> **GIVEN DATA**
* * * * * * * * *
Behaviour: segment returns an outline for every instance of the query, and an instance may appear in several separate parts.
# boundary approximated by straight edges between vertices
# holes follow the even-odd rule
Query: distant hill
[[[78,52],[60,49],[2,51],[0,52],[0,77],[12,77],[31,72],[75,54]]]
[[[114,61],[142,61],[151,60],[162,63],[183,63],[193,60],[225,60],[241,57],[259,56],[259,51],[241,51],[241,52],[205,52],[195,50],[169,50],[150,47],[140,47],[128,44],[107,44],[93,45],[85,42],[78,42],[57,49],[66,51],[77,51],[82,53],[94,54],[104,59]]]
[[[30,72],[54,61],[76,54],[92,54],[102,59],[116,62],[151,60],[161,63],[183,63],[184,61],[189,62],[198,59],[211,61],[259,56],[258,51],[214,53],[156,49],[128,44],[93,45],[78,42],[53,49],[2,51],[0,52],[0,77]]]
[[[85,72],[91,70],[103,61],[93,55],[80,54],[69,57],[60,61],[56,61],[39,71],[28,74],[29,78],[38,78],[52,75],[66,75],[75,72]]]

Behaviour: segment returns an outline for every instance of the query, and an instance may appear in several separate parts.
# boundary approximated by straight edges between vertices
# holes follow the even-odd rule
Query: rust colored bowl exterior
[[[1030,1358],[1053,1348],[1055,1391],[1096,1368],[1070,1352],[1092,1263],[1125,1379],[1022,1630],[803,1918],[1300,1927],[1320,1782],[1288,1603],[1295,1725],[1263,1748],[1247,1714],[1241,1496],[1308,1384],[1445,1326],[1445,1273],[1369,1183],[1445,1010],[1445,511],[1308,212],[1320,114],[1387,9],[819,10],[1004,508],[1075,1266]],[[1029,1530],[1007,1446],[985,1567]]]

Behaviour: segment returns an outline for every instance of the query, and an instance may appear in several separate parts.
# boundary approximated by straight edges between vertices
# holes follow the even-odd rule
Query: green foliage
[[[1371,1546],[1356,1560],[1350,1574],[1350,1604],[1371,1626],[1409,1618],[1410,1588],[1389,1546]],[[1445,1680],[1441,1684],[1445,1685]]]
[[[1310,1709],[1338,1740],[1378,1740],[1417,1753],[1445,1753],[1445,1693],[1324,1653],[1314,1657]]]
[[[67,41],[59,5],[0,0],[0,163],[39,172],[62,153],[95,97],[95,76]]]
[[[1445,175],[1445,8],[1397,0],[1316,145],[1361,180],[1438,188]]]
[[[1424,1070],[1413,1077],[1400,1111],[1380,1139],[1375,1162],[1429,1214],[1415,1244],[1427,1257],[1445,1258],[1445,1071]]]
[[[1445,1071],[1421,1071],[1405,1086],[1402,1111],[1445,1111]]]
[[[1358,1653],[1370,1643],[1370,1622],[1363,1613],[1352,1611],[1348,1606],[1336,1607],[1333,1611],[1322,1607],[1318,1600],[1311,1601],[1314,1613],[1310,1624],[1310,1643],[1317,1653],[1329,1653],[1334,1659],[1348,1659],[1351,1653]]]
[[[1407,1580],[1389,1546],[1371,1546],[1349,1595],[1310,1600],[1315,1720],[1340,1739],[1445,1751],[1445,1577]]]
* * * * * * * * *
> **WORK TO COMPLETE**
Could all of the entries be retyped word for word?

> **ANSWER TO THIS TASK**
Behaviour: segment returns an outline for every instance of the query, and an instance may appear in several separate parts.
# boundary approximated by straight edges between vertices
# holes follow the even-odd rule
Query: distant hill
[[[78,52],[60,49],[2,51],[0,52],[0,77],[12,77],[31,72],[75,54]]]
[[[114,61],[142,61],[151,60],[162,63],[183,63],[193,60],[225,60],[241,57],[259,56],[259,51],[241,51],[241,52],[205,52],[195,50],[169,50],[150,47],[140,47],[128,44],[107,44],[93,45],[85,42],[78,42],[57,49],[66,51],[77,51],[82,53],[94,54],[104,59]]]
[[[30,72],[54,61],[76,54],[92,54],[102,59],[116,62],[151,60],[161,63],[183,63],[184,61],[189,62],[198,59],[211,61],[259,56],[258,51],[214,53],[156,49],[128,44],[93,45],[78,42],[53,49],[2,51],[0,52],[0,77]]]
[[[85,72],[91,70],[103,61],[93,55],[80,54],[69,57],[60,61],[56,61],[39,71],[28,74],[29,78],[38,78],[52,75],[66,75],[75,72]]]

Behaviour: segment returns an outline for every instance of the query, and an instance may appear in several separate parts.
# boundary approximated by straight edges between vertices
# holes follow the even-odd rule
Query: rust colored bowl exterior
[[[1030,1358],[1053,1348],[1055,1391],[1096,1368],[1070,1352],[1092,1263],[1125,1379],[1022,1630],[803,1918],[1300,1927],[1320,1782],[1288,1603],[1295,1725],[1263,1748],[1247,1714],[1241,1496],[1308,1384],[1445,1326],[1445,1273],[1369,1183],[1445,1010],[1445,511],[1308,212],[1320,114],[1387,9],[819,10],[1004,508],[1075,1266]],[[1029,1530],[1007,1446],[985,1567]]]

Behaviour: segment returns an outline for every instance of the query, and an instance may appear in several separate parts.
# boundary approximated by straight edges between vertices
# holes follow the even-odd rule
Query: green foliage
[[[1371,1546],[1356,1560],[1350,1574],[1350,1604],[1371,1626],[1409,1618],[1410,1588],[1389,1546]],[[1445,1680],[1441,1684],[1445,1685]]]
[[[1310,1709],[1338,1740],[1378,1740],[1417,1753],[1445,1753],[1445,1693],[1324,1653],[1314,1657]]]
[[[67,41],[59,5],[0,0],[0,163],[39,172],[62,153],[95,97],[95,76]]]
[[[1445,175],[1445,8],[1397,0],[1316,145],[1361,180],[1438,188]]]
[[[1424,1070],[1413,1077],[1400,1111],[1380,1139],[1375,1162],[1429,1214],[1415,1244],[1427,1257],[1445,1258],[1445,1071]]]
[[[1445,1071],[1421,1071],[1405,1086],[1402,1111],[1445,1111]]]
[[[1358,1653],[1370,1643],[1370,1622],[1363,1613],[1352,1611],[1348,1606],[1336,1607],[1333,1611],[1322,1607],[1318,1600],[1311,1601],[1314,1613],[1310,1624],[1310,1643],[1317,1653],[1329,1653],[1334,1659],[1348,1659],[1351,1653]]]
[[[1407,1580],[1389,1546],[1371,1546],[1349,1595],[1310,1600],[1315,1720],[1340,1739],[1445,1751],[1445,1577]]]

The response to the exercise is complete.